*** Excerpted passage

One problem we had with the PET was that there was no sound
generator built in to the machine, which made designing satisfying games a bit
harder - games aren't really games without a few electronic burbles to signify
the firing of shots and the explosions of enemies.
However, we discovered a way to work around it. If you placed
an AM radio near the machine while it was working, the CPU would generate RF
noise that could be picked up as interference on the radio. And we found that if
you altered what the CPU was doing you could cause variations in that noise. If
you stuck it into a tight loop, and then caused that loop to lengthen slightly
with each iteration, then you could actually hear quite a passable ‘zap’ noise
in the interference on the radio.
 Phineas Freak. Oh, the fuzz.
And so that’s how the sound effects were generated for my
first ever all-machine-code game -from a radio standing on top of the cassette
deck picking up RF interference tuned into sound effects by sculpting CPU loop
lengths!
Eventually the teacher whose name i forget but who looked a
bit like Phineas out of the Freak Brothers came up with a small hardware device
which attached to the I/O port on the PET and which could generate sound by
toggling one of the I/O bits, and that made for slightly better sound effects,
but i still have a special fondness for our AM radio hack.
19
Star Fire was to be my PET magnum opus, taking several weeks
to complete. Hand-compiling the machine code for a game of any reasonable
complexity was a painstaking task. But between us, me and the rest of the PET
geeks had amassed a fairly large body of work by this time, and we were never
short of games to play when we weren't directly engaged in creating more.
In the second year I was at sixth form, the computing
department had been moved into its own small building – a wooden hut with a few
small rooms, each of which housed one machine and one large classroom. People -
even some non-geeks - would congregate in the PET room to play the games, and,
since this was before it was really practical to save hi-scores, before long the
walls of the PET room got covered in hi-score lists as people wrote down their
personal bests on the wall in biro. This eventually came to the attention of the
Powers That Be, who were not amused and the whole lot had to be painted
over.
We also acquired a new PET - still only 8K, but with a green
screen and a proper keyboard instead of the somewhat cramped calculator-style
one on the original. On the very day it was delivered I was queueing up to get a
crack at it. I managed to be the first one on the new machine, and I duly loaded
up my game.
 Star Fire. Definitely not influenced by
Star Wars.

******
*** Record list

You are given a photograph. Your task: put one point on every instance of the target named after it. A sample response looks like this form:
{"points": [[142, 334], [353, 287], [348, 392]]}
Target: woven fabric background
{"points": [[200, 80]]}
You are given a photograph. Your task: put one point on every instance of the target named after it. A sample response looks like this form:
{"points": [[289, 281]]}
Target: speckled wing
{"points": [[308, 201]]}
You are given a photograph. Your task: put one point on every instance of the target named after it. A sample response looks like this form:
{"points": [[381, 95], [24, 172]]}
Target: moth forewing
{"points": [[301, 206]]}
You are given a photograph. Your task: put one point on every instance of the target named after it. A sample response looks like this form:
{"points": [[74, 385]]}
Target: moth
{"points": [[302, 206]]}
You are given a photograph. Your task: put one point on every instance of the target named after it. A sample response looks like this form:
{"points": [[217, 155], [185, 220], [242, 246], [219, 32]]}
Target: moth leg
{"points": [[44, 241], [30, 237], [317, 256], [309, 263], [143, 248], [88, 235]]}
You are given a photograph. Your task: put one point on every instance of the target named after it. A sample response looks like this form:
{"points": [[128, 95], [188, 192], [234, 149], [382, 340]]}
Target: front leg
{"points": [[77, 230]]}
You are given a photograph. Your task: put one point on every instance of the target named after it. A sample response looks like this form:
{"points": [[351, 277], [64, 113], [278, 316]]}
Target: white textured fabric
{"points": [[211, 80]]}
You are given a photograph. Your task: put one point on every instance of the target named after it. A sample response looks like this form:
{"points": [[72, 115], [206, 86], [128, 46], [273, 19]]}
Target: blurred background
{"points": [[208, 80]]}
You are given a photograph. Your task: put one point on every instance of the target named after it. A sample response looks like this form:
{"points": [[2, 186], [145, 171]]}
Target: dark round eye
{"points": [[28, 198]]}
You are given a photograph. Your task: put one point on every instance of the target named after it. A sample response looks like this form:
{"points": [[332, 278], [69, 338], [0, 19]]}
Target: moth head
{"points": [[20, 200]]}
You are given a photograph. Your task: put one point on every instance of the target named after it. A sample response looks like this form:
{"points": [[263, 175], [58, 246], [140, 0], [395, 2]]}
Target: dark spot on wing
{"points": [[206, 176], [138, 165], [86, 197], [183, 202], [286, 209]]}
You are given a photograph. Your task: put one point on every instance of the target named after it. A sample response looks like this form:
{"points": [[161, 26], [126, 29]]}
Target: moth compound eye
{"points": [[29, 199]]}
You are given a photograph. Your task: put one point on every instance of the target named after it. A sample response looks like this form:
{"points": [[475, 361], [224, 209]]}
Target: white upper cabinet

******

Task list:
a – Rewrite the PET passage starting at "However, we discovered" and ending at "Oh, the fuzz.", replacing "CPU" with "processor".
b – Extend the PET passage, picking up after its final sentence.
These rows were drawn from a separate source.

Answers to the problems:
a –
However, we discovered a way to work around it. If you placed
an AM radio near the machine while it was working, the processor would generate RF
noise that could be picked up as interference on the radio. And we found that if
you altered what the processor was doing you could cause variations in that noise. If
you stuck it into a tight loop, and then caused that loop to lengthen slightly
with each iteration, then you could actually hear quite a passable ‘zap’ noise
in the interference on the radio.
 Phineas Freak. Oh, the fuzz.

b –
Steering in Star Fire was accomplished using the numeric pad -
8 for down, 2 for up, other directions and diagonals derived from the keys
around the ‘5’ key – and I think it was ‘space’ to fire. In the course of a
game, the keying action could get quite hectic as you scrolled the field of
little PET-character TIE fighters around into your laser sights. I'd even put in
an Exidy-style bonus ship that would come around once in a while and which, if
shot, would refuel your ship and restore your shields (in the wonderfully weird
logic of games of that era).
I sat down at the new PET and began to play - noting with
admiration that there was a lot less ‘snow’ interference from accessing video
RAM than on the old machines (this was way before I'd heard of VSYNC).
I got into the rhythm of the game and wave after wave of green
TIE fighters succumbed to my lasers. Then, in the throes of manoeuvring my ship
with the numeric pad, my finger slipped off a key that I was holding down - and
with a SPANG!, the key sprang up and flew off the keyboard and halfway across
the computer room - just as Phineas Freak came in to check that the new machine
was working properly.
Fortunately, it proved easy enough to clip the key back onto
the keyboard again, and I escaped with a minor bollocking, but for a few moments
I'd been convinced that I'd broken the new machine within minutes of its
arrival.
20
One night after college, the parents were out and I was lying
on the couch idly watching the news, when a story came on which made me sit up
and take notice.
A man called Sinclair – a bit of a boffin from the looks of
him – had designed a really cheap computer, and he'd gone to a school with some
prototype machines for the pupils to try out. The news footage showed pupils
sitting in front of televisions to which were attached odd-looking little
machines, looking a bit like squashed calculators but without any LED
numbers.
 Clive Sinclair. A deeply, deeply insane
genius.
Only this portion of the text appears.